# Lesetext
----
Am vergangenen Montag hatte „sich das Kollektiv gemeinsam mit der Geschäftsführung und der Künstlerischen Leitung (der documenta fifteen) entschieden, die betreffende Arbeit am Friedrichsplatz zu verdecken und eine Erklärung dazu zu installieren.“ Da die Erklärung also zusammen mit dem verhängten Banner „installiert“ wurde, ergab sich ein neues Kunstwerk aus diesen beiden Teilen – auch wenn dieses nicht lange Bestand hatte.
Die neue Installation wurde in der Erklärung von Taring Padi ein „Denkmal der Trauer“ genannt, „Denkmal der Trauer über die Unmöglichkeit des Dialogs in diesem Moment“. Wir erlebten also denselben Vorgang wie in Bremen und Wittenberg, beschrieben in den Ausgaben #122 und #124 von ahavta+: Mittels einer öffentlichen Erklärung wird versucht, den Charakter eines antisemitischen Kunstwerks so zu verändern, dass es eine zu akzeptierende Aussage bekommt.
Nicht zu akzeptieren sind jedoch mehrere Aussagen der Erklärung. Sie verdrehen Ursache und Wirkung. Denn letztlich sei das subjektive Auge des Betrachters das Problem und nicht die antisemitischen Bildausschnitte auf dem Banner, wie etwa der orthodoxe Jude, der einen Hut mit SS-Runen trägt, oder der Soldat mit Schweinsgesicht, der einen Helm mit der Aufschrift „Mossad“ aufhat.
Seit 2002 sei das Banner in Asien „an vielen verschiedenen Orten und in unterschiedlichen Kontexten gezeigt (worden), insbesondere bei gesellschaftspolitischen Veranstaltungen“. Und nie gab es einen Protest wegen antijüdischer und antiisraelischer Bildelemente. Denn „die Figuren, Zeichen, Karikaturen und andere visuellen Vokabeln in den Werken sind kulturspezifisch auf unsere eigenen Erfahrungen bezogen.“ Erst in der „erste(n) Präsentation des Banners in einem europäischen und deutschen Kontext“ also, in den kulturspezifischen Erfahrungen hierzulande wurde das Banner „mit Antisemitismus in Verbindung“ gebracht. Zum „Denkmal der Trauer“ wird das Bannerbild daher, weil „wir sind traurig darüber, dass Details dieses Banners anders verstanden werden als ihr ursprünglicher Zweck.“ Daher konnte die Generaldirektorin der documenta, Sabine Schormann, auch „bedauern, dass auf diese Weise Gefühle verletzt wurden“.
----
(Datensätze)
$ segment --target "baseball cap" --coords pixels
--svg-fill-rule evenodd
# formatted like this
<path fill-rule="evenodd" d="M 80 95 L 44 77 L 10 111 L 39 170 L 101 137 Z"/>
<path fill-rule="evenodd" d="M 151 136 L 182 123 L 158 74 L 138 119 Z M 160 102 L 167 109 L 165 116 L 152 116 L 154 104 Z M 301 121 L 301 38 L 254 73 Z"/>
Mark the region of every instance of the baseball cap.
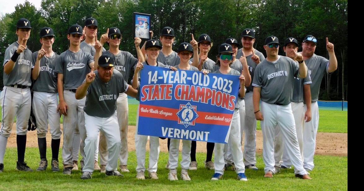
----
# Aufgaben
a. Schreib jede Zeile der Datensätze heraus, in der das Wort „fill“ vorkommt.
b. Schreib den Text über das Banner von Taring Padi auf der documenta fifteen weiter.

# Antworten der Reihe
a.
--svg-fill-rule evenodd
<path fill-rule="evenodd" d="M 80 95 L 44 77 L 10 111 L 39 170 L 101 137 Z"/>
<path fill-rule="evenodd" d="M 151 136 L 182 123 L 158 74 L 138 119 Z M 160 102 L 167 109 L 165 116 L 152 116 L 154 104 Z M 301 121 L 301 38 L 254 73 Z"/>

b.
Jüdische und nichtjüdische Deutsche verstehen also aufgrund ihrer spezifischen Geschichte und Kultur das Bild letztlich falsch, sagt die Erklärung. Sie haben offenbar eigene „Gefühle“, die dem globalen Denken entgegen laufen. Ich denke noch einmal an Wittenberg und Bremen: Jahrhundertelang bzw. seit Beginn des 19. Jahrhunderts erregten die judenfeindlichen Reliefs dort keinerlei Aufsehen oder Unruhe. Heute wohl, wenn auch nur bei einer Minderheit, die aus Juden und einigen Nichtjuden besteht.
Sind die betrachtenden Augen dieser Minderheit also letztlich das Hindernis für Kunst, weil sie „den Respekt von Vielfalt“ vermissen lässt, den die Verfasser der Kasseler Erklärung für sich in Anspruch nehmen? Juden und der jüdische Staat als Feinde einer vielfältigen Identität also? Lass dich vom Umgang mit dem Banner nicht täuschen: Viele Anhänger der „Woke“-Bewegung würden auf diese Fragen mit einem Ja antworten!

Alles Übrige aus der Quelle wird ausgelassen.